Write out precisely the lines beginning with the line that contains "One keypoint belongs on each instance. Annotate the grass lawn" and ending with the last line of the entries, and no other lines.

___ Given entries ___

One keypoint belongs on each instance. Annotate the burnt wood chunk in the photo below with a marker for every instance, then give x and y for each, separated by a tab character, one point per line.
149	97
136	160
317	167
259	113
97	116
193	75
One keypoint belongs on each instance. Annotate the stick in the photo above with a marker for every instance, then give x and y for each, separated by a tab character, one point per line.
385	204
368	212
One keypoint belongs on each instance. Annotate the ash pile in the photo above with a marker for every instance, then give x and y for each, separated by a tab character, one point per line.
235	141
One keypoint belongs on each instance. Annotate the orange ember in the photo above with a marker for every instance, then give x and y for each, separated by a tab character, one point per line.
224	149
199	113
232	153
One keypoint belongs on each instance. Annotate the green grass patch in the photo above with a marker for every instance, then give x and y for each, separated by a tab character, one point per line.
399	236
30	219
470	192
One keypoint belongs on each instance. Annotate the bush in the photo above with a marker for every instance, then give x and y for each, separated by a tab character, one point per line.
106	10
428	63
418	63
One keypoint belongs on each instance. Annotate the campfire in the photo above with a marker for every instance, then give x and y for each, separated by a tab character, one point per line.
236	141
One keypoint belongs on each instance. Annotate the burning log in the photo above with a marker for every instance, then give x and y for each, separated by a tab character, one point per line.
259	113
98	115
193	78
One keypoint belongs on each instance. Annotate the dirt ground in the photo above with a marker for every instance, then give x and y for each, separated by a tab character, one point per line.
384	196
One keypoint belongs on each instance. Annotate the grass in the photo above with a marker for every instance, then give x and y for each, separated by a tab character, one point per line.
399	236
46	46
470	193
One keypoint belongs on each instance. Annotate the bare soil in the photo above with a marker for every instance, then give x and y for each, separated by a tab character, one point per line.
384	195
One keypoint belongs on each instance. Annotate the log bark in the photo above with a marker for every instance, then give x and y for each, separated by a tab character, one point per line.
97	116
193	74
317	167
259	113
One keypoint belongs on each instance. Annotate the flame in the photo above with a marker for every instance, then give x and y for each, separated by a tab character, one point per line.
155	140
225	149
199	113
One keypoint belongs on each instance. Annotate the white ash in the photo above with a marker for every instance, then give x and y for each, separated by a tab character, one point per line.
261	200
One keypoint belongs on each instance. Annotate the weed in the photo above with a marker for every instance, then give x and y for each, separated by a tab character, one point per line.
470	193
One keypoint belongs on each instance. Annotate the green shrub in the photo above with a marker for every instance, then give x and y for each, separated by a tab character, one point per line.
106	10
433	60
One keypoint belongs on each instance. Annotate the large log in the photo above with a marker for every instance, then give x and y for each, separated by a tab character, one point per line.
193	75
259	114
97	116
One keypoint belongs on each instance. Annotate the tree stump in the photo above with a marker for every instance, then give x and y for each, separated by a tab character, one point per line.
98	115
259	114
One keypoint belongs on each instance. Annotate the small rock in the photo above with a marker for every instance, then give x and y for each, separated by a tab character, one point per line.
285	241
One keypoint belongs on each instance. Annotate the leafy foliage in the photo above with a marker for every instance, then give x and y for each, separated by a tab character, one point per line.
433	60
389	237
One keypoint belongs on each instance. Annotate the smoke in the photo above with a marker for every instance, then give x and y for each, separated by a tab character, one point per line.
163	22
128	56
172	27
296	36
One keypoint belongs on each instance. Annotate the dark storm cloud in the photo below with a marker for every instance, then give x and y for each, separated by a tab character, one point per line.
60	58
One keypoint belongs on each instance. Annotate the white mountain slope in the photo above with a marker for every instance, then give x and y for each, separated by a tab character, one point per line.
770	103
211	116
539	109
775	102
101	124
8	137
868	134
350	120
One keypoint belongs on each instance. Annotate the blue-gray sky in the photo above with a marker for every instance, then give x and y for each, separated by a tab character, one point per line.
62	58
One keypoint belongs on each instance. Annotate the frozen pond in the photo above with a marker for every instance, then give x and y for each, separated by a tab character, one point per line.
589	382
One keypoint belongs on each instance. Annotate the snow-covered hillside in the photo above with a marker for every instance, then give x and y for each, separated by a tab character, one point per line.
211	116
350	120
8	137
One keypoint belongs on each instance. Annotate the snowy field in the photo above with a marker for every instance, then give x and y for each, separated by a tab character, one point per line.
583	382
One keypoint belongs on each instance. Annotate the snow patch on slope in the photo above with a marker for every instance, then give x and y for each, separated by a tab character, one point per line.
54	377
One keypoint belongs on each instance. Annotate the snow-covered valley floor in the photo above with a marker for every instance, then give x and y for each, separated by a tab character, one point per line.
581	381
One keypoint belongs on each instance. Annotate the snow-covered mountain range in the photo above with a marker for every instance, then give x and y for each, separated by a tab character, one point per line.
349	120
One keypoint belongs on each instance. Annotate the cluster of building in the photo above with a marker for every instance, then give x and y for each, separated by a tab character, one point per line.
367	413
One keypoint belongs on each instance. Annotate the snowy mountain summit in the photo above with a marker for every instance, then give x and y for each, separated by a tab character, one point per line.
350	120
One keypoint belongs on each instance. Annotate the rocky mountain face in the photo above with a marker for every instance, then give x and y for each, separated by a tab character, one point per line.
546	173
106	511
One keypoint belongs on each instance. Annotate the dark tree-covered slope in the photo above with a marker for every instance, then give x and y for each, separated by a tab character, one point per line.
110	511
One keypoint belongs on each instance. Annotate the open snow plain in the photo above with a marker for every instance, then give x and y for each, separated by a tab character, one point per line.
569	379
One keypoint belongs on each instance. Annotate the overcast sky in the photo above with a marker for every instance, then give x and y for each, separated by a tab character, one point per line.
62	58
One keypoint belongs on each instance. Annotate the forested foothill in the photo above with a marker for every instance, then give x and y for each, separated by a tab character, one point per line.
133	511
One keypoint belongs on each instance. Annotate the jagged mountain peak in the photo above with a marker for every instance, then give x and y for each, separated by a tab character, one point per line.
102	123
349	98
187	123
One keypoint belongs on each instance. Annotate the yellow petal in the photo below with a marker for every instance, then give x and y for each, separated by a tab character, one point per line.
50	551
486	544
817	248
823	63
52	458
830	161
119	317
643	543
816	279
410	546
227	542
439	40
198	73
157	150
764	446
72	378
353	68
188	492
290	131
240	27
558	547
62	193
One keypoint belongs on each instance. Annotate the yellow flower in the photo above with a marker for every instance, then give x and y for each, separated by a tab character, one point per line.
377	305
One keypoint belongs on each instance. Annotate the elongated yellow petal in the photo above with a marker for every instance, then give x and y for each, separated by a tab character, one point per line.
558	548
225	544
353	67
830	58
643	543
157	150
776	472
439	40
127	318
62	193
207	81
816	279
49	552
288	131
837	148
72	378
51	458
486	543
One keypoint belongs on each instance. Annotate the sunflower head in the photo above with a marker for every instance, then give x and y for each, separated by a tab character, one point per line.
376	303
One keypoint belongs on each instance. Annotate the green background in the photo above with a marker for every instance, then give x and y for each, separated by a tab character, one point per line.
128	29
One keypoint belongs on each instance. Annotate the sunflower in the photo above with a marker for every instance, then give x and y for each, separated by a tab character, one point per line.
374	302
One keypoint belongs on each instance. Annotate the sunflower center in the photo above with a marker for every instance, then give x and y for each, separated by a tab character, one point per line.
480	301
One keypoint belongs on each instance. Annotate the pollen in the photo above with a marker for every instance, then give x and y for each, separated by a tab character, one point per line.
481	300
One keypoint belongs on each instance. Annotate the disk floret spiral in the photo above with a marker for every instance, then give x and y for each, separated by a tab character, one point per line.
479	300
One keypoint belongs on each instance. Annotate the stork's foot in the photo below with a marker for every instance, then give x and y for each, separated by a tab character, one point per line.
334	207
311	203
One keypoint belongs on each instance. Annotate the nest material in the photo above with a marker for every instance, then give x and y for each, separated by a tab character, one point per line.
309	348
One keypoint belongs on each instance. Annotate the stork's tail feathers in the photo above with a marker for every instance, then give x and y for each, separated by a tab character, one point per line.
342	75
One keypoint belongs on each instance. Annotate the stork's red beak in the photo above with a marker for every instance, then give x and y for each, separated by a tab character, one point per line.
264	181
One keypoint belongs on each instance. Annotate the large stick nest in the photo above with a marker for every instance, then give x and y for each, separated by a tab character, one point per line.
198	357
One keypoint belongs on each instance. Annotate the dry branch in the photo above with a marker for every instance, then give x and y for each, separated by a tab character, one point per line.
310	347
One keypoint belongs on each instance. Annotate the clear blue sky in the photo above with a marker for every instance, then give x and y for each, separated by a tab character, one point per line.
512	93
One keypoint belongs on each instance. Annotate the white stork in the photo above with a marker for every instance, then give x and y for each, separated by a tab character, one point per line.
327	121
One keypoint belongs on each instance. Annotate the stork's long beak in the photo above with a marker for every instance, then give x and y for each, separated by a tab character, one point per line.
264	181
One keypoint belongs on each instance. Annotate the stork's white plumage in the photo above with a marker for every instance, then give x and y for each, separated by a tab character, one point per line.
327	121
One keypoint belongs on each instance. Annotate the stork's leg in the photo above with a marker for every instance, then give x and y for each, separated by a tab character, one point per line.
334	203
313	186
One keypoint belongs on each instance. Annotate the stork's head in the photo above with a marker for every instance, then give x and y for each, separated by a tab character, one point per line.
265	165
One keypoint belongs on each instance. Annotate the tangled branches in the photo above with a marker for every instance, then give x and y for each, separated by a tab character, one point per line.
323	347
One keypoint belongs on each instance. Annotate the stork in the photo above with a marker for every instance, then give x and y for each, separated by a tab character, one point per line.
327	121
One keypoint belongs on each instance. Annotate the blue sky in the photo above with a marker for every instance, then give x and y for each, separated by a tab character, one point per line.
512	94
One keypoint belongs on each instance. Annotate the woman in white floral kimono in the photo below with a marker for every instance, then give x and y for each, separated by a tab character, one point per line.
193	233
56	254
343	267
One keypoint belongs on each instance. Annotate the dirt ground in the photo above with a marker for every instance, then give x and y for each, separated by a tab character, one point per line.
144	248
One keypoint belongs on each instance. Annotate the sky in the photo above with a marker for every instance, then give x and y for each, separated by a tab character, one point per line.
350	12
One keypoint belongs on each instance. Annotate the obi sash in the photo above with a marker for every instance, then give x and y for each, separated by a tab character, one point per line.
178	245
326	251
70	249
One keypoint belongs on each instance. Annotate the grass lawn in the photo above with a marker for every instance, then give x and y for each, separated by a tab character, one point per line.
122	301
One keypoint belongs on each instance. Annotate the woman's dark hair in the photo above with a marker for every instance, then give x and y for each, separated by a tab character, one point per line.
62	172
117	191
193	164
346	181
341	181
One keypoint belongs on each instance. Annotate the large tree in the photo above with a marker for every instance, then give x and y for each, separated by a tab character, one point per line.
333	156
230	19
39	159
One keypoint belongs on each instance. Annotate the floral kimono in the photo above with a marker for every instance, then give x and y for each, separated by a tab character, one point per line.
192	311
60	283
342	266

___

### Result
One keypoint belongs on each instance. Annotate the grass lawn in the photo above with a marker for every instance, then give x and y for each, separated by a tab character, one point per line.
122	301
One keypoint belongs on each instance. Annotate the woman's dark hair in the photo above with a marker for every instance, then give x and y for each, separated by a tab character, one point per line.
62	172
117	191
193	164
346	181
341	181
One keypoint belongs on each instance. Annotate the large tree in the photo above with a marker for every instance, then give x and y for each, separated by a tab character, one point per line.
333	156
230	19
39	159
One keypoint belongs on each instance. Annotate the floral kimono in the photo above with a marker for every instance, then give x and y for each, separated by a tab character, one point per line.
192	311
60	283
342	266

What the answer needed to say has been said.